[CHALLENGE]:
Can you scale the items from the first line through the line containing "xmin=0 ymin=0 xmax=76 ymax=76", both included, repeating every line with its request and multiplying each coordinate in the answers by 0.85, rounded to whole numbers with halves going up, while leaving the requests and their format samples as they are?

= = = = = = =

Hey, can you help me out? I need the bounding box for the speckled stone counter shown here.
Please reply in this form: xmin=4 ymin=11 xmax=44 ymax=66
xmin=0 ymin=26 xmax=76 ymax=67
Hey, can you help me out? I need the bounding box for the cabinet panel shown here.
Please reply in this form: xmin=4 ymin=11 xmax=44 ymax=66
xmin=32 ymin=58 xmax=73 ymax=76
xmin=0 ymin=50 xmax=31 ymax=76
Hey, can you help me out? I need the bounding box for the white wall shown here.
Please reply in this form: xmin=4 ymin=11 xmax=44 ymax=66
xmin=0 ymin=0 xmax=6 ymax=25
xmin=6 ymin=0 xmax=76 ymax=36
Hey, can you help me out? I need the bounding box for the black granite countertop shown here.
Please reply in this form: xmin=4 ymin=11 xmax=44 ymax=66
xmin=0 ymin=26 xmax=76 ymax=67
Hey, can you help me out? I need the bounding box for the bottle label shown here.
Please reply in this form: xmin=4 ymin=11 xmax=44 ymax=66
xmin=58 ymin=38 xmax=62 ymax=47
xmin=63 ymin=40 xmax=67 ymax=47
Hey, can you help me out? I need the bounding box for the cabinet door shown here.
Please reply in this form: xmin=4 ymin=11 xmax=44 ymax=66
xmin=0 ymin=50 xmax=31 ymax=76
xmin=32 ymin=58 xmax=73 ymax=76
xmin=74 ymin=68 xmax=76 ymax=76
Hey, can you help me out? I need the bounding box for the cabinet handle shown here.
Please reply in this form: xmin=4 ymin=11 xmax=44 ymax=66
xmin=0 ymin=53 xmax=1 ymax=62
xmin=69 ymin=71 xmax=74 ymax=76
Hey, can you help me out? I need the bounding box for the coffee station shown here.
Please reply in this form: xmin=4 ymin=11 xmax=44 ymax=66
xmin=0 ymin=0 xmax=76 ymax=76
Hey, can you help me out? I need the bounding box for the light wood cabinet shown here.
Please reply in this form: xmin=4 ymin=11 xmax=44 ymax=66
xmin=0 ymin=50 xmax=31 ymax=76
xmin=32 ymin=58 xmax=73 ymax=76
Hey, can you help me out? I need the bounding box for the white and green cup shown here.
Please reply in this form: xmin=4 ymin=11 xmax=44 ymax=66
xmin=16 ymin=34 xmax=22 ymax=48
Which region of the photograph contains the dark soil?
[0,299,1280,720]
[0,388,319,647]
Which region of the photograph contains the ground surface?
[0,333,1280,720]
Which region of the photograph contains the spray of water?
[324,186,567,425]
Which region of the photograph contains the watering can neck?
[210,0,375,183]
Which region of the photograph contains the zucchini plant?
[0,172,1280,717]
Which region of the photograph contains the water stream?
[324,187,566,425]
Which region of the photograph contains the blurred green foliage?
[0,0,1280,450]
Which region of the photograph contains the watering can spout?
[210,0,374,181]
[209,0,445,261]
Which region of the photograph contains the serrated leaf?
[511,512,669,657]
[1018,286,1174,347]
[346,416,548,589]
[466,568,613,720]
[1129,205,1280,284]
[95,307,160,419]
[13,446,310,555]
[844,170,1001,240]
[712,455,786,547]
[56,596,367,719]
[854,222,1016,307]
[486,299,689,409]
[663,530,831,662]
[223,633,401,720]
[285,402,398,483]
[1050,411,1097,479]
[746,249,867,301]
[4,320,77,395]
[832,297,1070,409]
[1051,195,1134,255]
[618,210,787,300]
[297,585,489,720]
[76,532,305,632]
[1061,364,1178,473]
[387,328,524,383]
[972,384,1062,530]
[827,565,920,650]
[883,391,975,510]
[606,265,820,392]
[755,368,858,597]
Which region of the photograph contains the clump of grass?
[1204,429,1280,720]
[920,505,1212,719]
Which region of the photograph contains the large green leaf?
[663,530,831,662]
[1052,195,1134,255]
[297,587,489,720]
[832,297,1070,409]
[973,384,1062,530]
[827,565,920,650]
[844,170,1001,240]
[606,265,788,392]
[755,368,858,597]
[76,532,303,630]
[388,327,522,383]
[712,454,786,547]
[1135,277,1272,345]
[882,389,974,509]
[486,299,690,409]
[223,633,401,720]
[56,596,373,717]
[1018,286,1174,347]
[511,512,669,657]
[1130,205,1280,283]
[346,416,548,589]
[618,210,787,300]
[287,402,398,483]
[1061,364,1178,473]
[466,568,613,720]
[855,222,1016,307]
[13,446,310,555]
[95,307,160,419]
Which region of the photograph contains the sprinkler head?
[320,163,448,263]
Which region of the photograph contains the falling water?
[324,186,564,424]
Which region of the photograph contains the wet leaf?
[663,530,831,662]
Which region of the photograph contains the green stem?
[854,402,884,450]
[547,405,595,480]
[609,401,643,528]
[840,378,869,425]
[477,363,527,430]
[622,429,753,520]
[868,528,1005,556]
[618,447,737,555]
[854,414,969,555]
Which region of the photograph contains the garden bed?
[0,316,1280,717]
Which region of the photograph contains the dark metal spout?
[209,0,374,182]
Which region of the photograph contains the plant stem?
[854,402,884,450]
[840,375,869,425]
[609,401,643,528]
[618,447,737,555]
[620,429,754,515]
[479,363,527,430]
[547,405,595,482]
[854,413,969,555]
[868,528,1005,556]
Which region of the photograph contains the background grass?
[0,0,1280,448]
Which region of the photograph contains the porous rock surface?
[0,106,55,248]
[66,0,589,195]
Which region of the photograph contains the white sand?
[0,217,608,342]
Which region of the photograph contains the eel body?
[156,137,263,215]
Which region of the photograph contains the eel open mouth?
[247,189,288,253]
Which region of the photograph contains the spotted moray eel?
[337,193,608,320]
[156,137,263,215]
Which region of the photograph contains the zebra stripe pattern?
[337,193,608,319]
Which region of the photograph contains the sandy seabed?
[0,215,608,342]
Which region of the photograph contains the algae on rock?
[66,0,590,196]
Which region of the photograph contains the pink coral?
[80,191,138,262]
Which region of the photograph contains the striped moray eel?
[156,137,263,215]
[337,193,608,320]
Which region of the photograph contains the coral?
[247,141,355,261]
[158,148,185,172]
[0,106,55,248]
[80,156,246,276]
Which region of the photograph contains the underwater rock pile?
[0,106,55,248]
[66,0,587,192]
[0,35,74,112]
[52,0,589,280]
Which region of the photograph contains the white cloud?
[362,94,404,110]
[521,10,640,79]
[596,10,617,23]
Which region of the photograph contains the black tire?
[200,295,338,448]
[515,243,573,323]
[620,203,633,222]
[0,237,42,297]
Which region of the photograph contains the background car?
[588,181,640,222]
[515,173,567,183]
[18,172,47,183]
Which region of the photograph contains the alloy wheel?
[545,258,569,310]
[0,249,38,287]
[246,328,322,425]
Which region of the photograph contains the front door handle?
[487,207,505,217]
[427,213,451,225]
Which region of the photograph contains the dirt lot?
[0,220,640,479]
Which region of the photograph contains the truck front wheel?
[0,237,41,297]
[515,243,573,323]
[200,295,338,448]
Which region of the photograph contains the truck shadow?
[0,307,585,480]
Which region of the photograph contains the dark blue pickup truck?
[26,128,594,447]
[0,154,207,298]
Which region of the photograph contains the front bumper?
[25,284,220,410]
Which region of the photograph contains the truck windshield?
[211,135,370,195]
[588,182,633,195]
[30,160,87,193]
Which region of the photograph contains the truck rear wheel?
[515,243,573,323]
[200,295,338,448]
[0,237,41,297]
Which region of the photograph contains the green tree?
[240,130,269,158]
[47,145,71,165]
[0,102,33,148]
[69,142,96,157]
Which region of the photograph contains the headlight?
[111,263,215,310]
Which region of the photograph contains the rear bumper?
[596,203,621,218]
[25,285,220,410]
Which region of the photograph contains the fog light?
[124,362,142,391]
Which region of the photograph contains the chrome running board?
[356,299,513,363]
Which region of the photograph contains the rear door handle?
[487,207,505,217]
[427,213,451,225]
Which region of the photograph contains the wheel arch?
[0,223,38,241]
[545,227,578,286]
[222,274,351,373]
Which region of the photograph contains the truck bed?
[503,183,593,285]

= = = = = = =

[WRITTEN RESPONSE]:
Hey, can you help me out? I need the bounding box for the speckled stone counter shown here.
Please reply in this form: xmin=4 ymin=11 xmax=44 ymax=66
xmin=0 ymin=22 xmax=65 ymax=57
Hey, can you help me out? I need the bounding box for the cabinet panel shown here.
Please reply in this form: xmin=4 ymin=11 xmax=44 ymax=66
xmin=27 ymin=49 xmax=62 ymax=65
xmin=0 ymin=43 xmax=26 ymax=65
Hey, can you help me out? I need the bounding box for the white wall shown here.
Please reply in this form: xmin=4 ymin=11 xmax=44 ymax=66
xmin=0 ymin=0 xmax=5 ymax=21
xmin=5 ymin=0 xmax=65 ymax=31
Hey, can you help me out? I need the bounding box for the black granite countertop shown here.
Please reply in this form: xmin=4 ymin=11 xmax=44 ymax=66
xmin=0 ymin=22 xmax=65 ymax=57
Hey, can you help me out? I need the bounding box for the bottle label shown here.
Please reply in this form: xmin=4 ymin=11 xmax=44 ymax=66
xmin=49 ymin=32 xmax=53 ymax=40
xmin=54 ymin=34 xmax=57 ymax=40
Hey, can you help me out? I need the bounding box for the cabinet door shown here.
Please reply in this form: xmin=4 ymin=11 xmax=44 ymax=66
xmin=0 ymin=43 xmax=26 ymax=65
xmin=27 ymin=49 xmax=62 ymax=65
xmin=63 ymin=58 xmax=65 ymax=65
Hey, can you help me out? I need the bounding box for the cabinet handle shown here.
Please reply in this form: xmin=4 ymin=11 xmax=44 ymax=66
xmin=0 ymin=45 xmax=1 ymax=53
xmin=59 ymin=60 xmax=63 ymax=65
Hey, can you help me out? I need the bounding box for the coffee station shown here.
Please reply in this form: xmin=4 ymin=11 xmax=44 ymax=66
xmin=0 ymin=0 xmax=65 ymax=65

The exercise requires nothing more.